==== Supplied information ====
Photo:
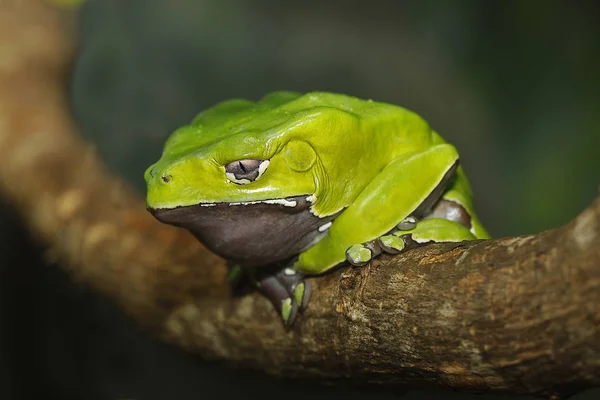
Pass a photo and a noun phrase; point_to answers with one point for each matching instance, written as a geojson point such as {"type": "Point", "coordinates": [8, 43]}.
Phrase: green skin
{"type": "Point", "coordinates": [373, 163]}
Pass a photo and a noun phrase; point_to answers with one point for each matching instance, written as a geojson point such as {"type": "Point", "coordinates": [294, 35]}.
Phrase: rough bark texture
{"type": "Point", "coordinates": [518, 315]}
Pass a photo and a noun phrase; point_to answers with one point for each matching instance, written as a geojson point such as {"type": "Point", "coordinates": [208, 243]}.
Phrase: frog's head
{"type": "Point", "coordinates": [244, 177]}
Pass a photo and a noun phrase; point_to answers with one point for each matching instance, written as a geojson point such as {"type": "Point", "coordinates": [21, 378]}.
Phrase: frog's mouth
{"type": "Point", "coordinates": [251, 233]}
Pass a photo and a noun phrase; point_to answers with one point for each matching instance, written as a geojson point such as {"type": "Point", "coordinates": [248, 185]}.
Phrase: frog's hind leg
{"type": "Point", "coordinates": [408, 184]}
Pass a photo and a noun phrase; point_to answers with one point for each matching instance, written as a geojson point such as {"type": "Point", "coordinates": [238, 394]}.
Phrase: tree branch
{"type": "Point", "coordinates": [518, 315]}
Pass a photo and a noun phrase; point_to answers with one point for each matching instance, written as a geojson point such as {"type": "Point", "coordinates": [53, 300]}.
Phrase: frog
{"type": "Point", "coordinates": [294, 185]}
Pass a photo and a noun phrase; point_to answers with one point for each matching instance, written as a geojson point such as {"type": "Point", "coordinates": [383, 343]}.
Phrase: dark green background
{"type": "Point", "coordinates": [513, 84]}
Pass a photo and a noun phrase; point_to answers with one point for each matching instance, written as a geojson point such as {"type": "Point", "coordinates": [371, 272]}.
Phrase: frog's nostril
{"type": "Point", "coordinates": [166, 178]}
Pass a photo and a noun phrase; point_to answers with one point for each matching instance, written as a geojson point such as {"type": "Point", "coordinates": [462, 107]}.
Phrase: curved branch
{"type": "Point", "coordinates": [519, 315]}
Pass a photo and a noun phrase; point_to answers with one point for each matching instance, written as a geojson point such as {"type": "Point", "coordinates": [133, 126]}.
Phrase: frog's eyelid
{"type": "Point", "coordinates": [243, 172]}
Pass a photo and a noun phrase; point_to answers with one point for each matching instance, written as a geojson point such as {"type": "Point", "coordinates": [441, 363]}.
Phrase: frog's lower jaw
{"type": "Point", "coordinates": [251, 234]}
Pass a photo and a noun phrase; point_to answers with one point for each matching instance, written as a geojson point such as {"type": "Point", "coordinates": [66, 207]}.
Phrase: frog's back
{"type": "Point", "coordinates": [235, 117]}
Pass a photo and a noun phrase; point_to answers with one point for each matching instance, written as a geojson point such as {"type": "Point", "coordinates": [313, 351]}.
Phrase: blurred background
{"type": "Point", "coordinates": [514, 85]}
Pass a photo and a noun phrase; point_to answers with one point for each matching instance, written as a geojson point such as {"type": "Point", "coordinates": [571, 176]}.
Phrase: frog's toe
====
What is needed is an exact copy of the lines from the one containing "Phrase: blurred background" through the last line of the records above, both included.

### Final answer
Phrase: blurred background
{"type": "Point", "coordinates": [514, 85]}
Pass a photo and a noun phrase; point_to answers with one point for each matching instance, written as a geojson point such as {"type": "Point", "coordinates": [571, 176]}.
Phrase: frog's toe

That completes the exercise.